Devuelva literalmente el pasaje del extracto sobre la defensora de mujeres indígenas que va desde "Cada día tenía" hasta "va por más.".

» **EXTRACTO DEL DOCUMENTO**
▶
Cada día tenía más conciencia de su condición indígena y de la discriminación que sufría ella y quienes eran como ella. Se implicó apasionadamente en servicios para su comunidad. Un día vio como un funcionario público trataba, con total desprecio, a una mujer a la que culpaba de que su marido la hubiera abandonado: ¡Mire nada más cómo está! Despeinada, toda descuidada. ¡Cómo no la van a cambiar por otra! Ella vio el rostro de impotencia de la mujer y fue el detonante para que optara por estudiar Derecho. Decidió que la defensa de las mujeres indígenas sería su causa. Hoy hace litigio estratégico y tiene gran reconocimiento en el medio. Ya es dueña de un trocito de tierra y quiere sembrar su milpa y comer elote tierno. Se siente satisfecha por lo que ha logrado, aunque va por más.

Cerramos nuestra conversación de manera triste porque me dijo que estaba muy impresionada por lo que ahora estaba sucediendo en la frontera del lado de México. Sus viajes hacia la libertad ya no son posibles porque hay alertas en varias poblaciones en zonas que hoy controla el narcotráfico. No puede creer que se haya perdido la tranquilidad, me dice, y prefiere quedarse con el país generoso y seguro que tiene resguardado en su memoria.
◀
» **MATERIAL PROPORCIONADO**
▶
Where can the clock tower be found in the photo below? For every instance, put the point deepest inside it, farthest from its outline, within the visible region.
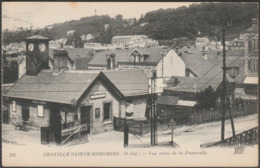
◀
» **SOLUCIÓN COMPLETA**
Cada día tenía más conciencia de su condición indígena y de la discriminación que sufría ella y quienes eran como ella. Se implicó apasionadamente en servicios para su comunidad. Un día vio como un funcionario público trataba, con total desprecio, a una mujer a la que culpaba de que su marido la hubiera abandonado: ¡Mire nada más cómo está! Despeinada, toda descuidada. ¡Cómo no la van a cambiar por otra! Ella vio el rostro de impotencia de la mujer y fue el detonante para que optara por estudiar Derecho. Decidió que la defensa de las mujeres indígenas sería su causa. Hoy hace litigio estratégico y tiene gran reconocimiento en el medio. Ya es dueña de un trocito de tierra y quiere sembrar su milpa y comer elote tierno. Se siente satisfecha por lo que ha logrado, aunque va por más.